The Mac is back. Fleetwood Mac records first new studio album in 16 years — without Christine McVie

By Jim Farber
New York Daily News
Sunday, April 6, 2003

Twenty-eight years after Stevie Nicks and Lindsey Buckingham joined Fleetwood Mac, they still don’t view the group the same way. The making of “Say You Will,” their first album of new material recorded with the band in 16 years, proves it.

“If I had my way, I would have started the album with the material most likely to offend as many people as possible,” Buckingham says with a giggle. “Stevie would bury all that stuff at the end.”

“I am not what you’d call an envelope-pusher,” Nicks says. “Lindsey is there to make sure our band isn’t too safe. I’m there to make sure it isn’t too nuts. It’s all about that balance between us.”

Never more so than now. “Say You Will” — in stores on Tuesday — represents the first time that songwriters Buckingham and Nicks have recorded a Fleetwood Mac album without the band’s third writer and harmonizer, piano player Christine McVie (who joined the band in 1970, five years before Nicks and Buckingham).

The result changes the Fleetwood dynamic crucially. Lacking the light touch of McVie’s sentimental pop songs, as well as her jaunty keyboard, “Say You Will” ends up a heavier, stranger and riskier work than Fleetwood Mac has made before. It’s as big a leap ahead as they made with 1979’s “Tusk,” their eccentric and unlikely followup to one of the most popular albums of all time, 1977’s “Rumors,” which sold 14 million copies.

The perception of “Say You Will” as a quirky work pleases Buckingham to no end. He says he wishes the band had kept getting weirder after “Tusk,” instead of putting out such pop-oriented ’80s albums as “Mirage” and “Tango in the Night.”

“The politics in the band at the time put the lid on that,” the 55-year-old guitarist says. “I felt like I was treading water.”

One reason for the more adventurous approach on “Say You Will” has to do with its convoluted origins as a Buckingham solo project. Back in the mid-’90s, Buckingham was making a solo album when he invited the band’s old rhythm section — drummer Mick Fleetwood and bassist John McVie — to play along. They all got on so well, it led to the 1997 album “The Dance,” the first full Mac reunion since 1987.

Halfway through the roadshow to support that album, however, Christine McVie told the other members she didn’t want to tour or even be in the band.

“We spent the next eight weeks trying to change her mind,” Nicks says.

According to Buckingham, the pianist was having problems with her marriage, and longed to return to England. She wound up divorcing and moving to the outskirts of London.

The group says there are no hard feelings; Buckingham stresses that he relates to her need to flee, given his own escape from the band in the ’80s. But the band members have rarely spoken with McVie since. (The pianist wouldn’t comment.)

While Buckingham then wanted to complete the solo album he’d started before the reunion, he says the band’s record label, Warner Bros., had no interest in it. So the material he had begun recording became the basis of “Say You Will.” Nicks, who was committed to her own solo tour at the time, handed over 17 demos of her songs to the band to let them hammer them into shape.

→ **Task objective**
Copy from "While Buckingham then" up to and including "them into shape." in the article on Fleetwood Mac's "Say You Will" word for word.

→ **Data extract**
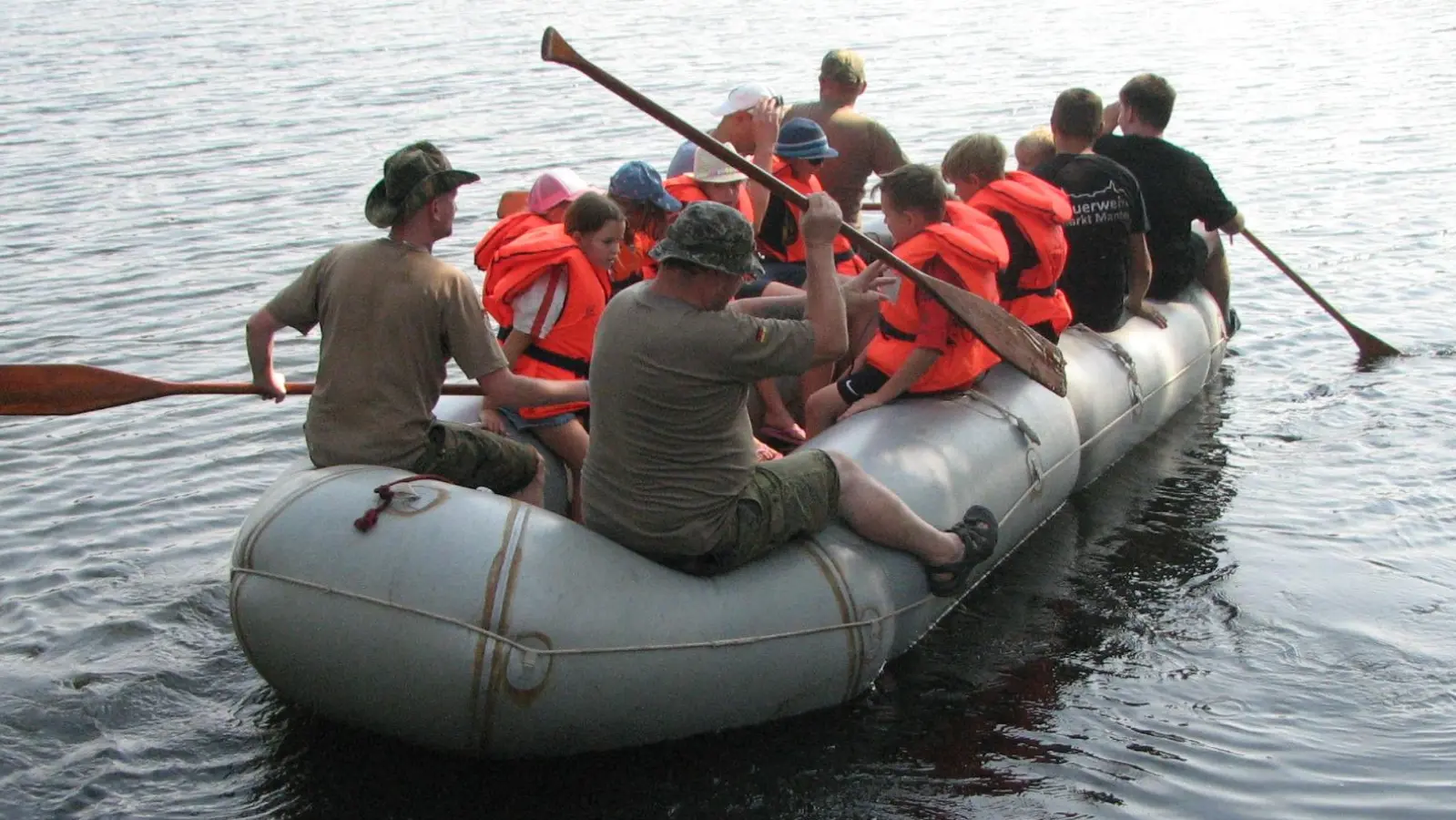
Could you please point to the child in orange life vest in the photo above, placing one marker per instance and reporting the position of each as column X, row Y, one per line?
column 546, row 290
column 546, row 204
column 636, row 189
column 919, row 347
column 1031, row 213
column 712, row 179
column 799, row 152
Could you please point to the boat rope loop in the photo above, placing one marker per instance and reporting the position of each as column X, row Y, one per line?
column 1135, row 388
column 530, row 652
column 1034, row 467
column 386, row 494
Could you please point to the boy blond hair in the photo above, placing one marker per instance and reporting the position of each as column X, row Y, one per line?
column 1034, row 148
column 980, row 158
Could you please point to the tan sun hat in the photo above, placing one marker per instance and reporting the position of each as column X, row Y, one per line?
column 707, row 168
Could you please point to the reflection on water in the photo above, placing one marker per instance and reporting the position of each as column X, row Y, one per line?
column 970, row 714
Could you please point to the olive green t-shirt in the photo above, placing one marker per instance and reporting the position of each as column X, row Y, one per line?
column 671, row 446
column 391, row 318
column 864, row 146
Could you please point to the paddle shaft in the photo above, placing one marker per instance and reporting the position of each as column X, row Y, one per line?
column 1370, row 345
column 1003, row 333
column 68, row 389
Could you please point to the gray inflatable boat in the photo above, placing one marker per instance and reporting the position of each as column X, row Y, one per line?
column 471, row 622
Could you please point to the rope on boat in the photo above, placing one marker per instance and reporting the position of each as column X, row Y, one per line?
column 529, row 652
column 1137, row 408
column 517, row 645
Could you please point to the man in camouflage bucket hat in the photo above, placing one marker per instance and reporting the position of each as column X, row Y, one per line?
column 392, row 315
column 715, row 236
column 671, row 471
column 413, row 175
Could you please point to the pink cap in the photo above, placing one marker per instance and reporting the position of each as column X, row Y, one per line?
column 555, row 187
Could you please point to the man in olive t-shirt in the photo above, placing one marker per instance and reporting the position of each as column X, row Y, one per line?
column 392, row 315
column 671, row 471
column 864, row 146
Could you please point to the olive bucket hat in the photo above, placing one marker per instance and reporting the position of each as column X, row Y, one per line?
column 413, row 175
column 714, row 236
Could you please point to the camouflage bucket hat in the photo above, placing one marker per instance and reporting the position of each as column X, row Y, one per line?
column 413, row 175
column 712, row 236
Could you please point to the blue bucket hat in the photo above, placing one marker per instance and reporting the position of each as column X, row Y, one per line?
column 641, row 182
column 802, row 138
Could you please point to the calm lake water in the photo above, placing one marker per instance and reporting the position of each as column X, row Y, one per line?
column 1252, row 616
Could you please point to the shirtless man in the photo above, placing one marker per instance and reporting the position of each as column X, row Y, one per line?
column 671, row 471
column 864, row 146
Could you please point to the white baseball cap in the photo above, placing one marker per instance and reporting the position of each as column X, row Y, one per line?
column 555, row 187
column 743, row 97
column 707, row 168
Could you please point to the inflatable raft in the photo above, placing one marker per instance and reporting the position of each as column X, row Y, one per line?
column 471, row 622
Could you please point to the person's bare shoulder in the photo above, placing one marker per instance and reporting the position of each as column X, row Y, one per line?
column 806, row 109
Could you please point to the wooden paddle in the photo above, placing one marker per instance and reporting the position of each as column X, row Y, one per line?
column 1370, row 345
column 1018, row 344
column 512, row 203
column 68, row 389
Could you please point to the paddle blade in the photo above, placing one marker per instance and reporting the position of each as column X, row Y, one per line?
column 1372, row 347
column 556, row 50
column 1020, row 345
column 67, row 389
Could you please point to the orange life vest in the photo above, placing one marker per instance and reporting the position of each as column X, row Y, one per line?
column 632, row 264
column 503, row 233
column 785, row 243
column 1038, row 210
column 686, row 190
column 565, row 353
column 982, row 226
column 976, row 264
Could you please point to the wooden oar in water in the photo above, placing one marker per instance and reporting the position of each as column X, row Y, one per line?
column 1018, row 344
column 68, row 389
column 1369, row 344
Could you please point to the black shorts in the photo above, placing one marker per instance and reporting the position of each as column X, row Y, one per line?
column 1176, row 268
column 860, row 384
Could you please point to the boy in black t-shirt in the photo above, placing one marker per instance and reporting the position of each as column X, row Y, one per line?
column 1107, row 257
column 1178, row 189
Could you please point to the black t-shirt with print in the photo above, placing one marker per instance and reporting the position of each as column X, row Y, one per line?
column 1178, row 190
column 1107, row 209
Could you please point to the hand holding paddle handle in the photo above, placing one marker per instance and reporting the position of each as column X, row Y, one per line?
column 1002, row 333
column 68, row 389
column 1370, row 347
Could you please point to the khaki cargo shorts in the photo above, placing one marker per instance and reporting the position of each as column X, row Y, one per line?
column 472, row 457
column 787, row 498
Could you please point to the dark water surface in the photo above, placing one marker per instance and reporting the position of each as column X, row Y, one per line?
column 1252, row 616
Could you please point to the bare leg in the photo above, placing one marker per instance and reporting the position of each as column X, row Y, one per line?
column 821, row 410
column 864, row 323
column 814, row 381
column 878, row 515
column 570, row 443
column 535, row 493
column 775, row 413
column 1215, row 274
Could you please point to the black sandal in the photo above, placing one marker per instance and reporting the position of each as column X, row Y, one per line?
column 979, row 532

→ **Final result**
While Buckingham then wanted to complete the solo album he’d started before the reunion, he says the band’s record label, Warner Bros., had no interest in it. So the material he had begun recording became the basis of “Say You Will.” Nicks, who was committed to her own solo tour at the time, handed over 17 demos of her songs to the band to let them hammer them into shape.